* [WHAT THE TASK ASKS]: Every line from the one containing "Note: for every instance of the stick blade, put" through the end of the listing below must be given again exactly, and nothing else; exclude pictures.

------ MATERIAL SHOWN ------

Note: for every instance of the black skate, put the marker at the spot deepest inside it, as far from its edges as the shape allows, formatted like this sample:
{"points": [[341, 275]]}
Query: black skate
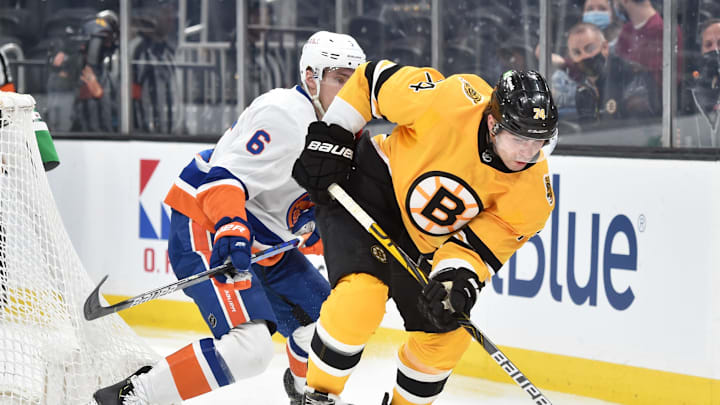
{"points": [[312, 397], [289, 383], [117, 394]]}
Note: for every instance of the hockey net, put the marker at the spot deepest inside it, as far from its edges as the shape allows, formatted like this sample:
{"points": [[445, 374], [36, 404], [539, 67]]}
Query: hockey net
{"points": [[49, 354]]}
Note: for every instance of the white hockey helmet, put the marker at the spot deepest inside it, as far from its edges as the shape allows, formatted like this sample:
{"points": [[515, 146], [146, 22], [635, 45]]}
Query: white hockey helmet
{"points": [[325, 50]]}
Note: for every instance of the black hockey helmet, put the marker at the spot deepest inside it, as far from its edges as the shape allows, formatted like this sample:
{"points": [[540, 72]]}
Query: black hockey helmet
{"points": [[522, 104]]}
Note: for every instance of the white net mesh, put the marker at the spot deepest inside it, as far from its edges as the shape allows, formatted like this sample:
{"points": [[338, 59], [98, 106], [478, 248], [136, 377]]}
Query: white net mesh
{"points": [[49, 353]]}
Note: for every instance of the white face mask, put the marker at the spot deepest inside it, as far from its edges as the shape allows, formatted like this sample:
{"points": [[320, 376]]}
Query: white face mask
{"points": [[599, 18]]}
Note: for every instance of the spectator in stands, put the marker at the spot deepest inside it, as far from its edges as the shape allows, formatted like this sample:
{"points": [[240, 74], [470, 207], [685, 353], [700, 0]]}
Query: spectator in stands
{"points": [[608, 86], [705, 86], [640, 40], [83, 65], [154, 92], [600, 13]]}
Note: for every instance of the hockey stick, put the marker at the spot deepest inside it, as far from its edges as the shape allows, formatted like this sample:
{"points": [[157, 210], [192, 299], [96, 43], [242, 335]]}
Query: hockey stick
{"points": [[463, 319], [93, 309]]}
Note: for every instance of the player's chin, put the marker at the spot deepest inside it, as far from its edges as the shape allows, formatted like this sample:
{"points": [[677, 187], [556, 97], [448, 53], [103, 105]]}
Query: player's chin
{"points": [[517, 165]]}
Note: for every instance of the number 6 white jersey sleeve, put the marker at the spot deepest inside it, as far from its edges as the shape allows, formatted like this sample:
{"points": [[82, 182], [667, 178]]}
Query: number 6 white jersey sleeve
{"points": [[260, 150]]}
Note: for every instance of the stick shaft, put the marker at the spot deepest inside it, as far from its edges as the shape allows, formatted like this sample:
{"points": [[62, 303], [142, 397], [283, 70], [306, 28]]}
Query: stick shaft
{"points": [[93, 309]]}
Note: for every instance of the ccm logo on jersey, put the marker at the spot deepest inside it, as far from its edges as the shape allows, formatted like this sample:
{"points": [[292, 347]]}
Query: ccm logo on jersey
{"points": [[331, 148]]}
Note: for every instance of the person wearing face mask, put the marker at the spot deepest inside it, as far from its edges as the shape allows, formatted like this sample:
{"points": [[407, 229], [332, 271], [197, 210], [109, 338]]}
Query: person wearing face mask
{"points": [[608, 86], [705, 86], [601, 13], [640, 41]]}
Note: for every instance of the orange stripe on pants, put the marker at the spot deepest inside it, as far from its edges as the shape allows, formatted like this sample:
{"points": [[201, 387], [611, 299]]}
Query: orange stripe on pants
{"points": [[231, 302], [299, 368], [201, 240], [187, 373]]}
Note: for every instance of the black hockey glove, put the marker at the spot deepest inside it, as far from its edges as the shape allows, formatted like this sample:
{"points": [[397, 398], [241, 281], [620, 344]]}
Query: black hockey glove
{"points": [[326, 159], [460, 283]]}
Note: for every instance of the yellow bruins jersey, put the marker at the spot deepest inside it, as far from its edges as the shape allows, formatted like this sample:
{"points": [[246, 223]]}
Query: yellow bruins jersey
{"points": [[458, 202]]}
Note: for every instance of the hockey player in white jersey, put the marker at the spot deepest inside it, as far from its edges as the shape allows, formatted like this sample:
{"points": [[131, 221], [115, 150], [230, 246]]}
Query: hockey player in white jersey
{"points": [[228, 202]]}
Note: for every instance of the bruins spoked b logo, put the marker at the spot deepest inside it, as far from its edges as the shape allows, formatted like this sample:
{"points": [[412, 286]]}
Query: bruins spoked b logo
{"points": [[440, 203]]}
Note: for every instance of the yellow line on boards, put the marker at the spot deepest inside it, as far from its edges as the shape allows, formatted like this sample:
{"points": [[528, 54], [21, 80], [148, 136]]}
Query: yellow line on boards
{"points": [[591, 378]]}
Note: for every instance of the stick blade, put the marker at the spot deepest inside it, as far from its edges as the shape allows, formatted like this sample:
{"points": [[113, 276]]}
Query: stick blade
{"points": [[93, 309]]}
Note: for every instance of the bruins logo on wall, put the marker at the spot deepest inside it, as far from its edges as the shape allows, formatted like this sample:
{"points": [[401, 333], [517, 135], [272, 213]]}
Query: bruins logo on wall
{"points": [[378, 253], [611, 106], [440, 203]]}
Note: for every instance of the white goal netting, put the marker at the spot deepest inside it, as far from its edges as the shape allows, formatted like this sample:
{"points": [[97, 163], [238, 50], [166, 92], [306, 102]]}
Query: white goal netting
{"points": [[49, 353]]}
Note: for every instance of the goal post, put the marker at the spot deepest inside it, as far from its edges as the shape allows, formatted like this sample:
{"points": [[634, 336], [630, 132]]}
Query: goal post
{"points": [[49, 354]]}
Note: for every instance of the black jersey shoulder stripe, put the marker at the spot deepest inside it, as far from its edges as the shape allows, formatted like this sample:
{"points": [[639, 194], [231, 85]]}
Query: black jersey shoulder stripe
{"points": [[481, 248], [369, 72], [384, 76]]}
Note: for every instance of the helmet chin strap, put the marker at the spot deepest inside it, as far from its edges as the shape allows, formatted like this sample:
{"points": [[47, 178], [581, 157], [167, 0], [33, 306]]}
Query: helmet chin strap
{"points": [[315, 97]]}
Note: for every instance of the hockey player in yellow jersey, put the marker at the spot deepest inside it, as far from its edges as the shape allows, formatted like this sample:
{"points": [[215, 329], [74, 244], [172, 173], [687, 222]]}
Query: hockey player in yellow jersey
{"points": [[460, 184]]}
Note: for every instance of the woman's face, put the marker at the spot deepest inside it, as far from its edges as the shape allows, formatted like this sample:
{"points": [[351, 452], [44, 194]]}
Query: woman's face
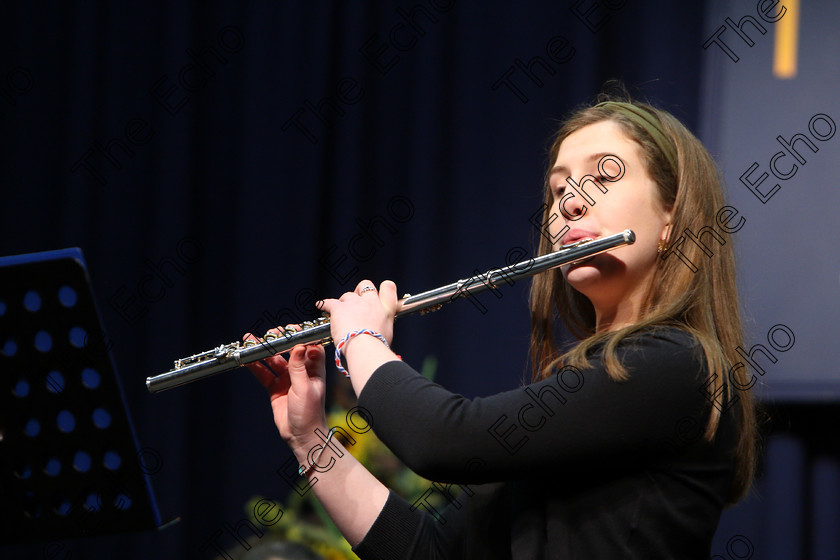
{"points": [[631, 202]]}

------

* [REPLY]:
Note: for every instance of the stick blade, put the marker at the spot deepest inside it, as far from its edges as the shape allows, formatted like this sample:
{"points": [[113, 276]]}
Query: stick blade
{"points": [[93, 309]]}
Note: for every instance of the bruins logo on wall, put the marker at the spot deepest inside it, as far from its edges as the shape allows, formatted like this sample:
{"points": [[401, 333], [517, 135], [272, 213]]}
Query: bruins logo on wall
{"points": [[378, 253], [611, 106], [440, 203]]}
Note: for every instance of the white goal netting, put the marker at the spot deepest inside it, as far from its edges as the shape allows, formatted like this sample:
{"points": [[97, 163], [238, 50], [166, 92], [306, 102]]}
Query: white goal netting
{"points": [[49, 353]]}
Note: for every instance of the goal post, put the marker at the spot deepest inside it, as far from its edges as the shape allows, formatted like this sample:
{"points": [[634, 336], [630, 132]]}
Query: goal post
{"points": [[49, 354]]}
Note: for every instance of the black jersey shoulder stripe, put the marker at the spot deepest inside it, as far from its edges as the shape allows, formatted like this sample:
{"points": [[639, 194], [231, 85]]}
Query: black jersey shoulder stripe
{"points": [[481, 248], [369, 72], [384, 76]]}
Note: for every instance of the helmet chin strap, put the marker at the spot deepest inside it, as far from its edges as the shape allows, formatted like this sample:
{"points": [[47, 178], [581, 157], [167, 0], [33, 306]]}
Query: helmet chin strap
{"points": [[315, 97]]}
Note: for every instance of the hockey player in yellow jersey, put the marker at the spot deepest inside it, as far from its edges as the shape allows, formatted like this sample:
{"points": [[215, 329], [74, 244], [172, 173], [687, 222]]}
Query: hockey player in yellow jersey
{"points": [[460, 184]]}
Note: for every instance of the woman's face, put the marker at the spot deepest inside it, as far from its edges as the shape allows, formatted like this sample:
{"points": [[351, 452], [44, 194]]}
Query: woman's face
{"points": [[631, 202]]}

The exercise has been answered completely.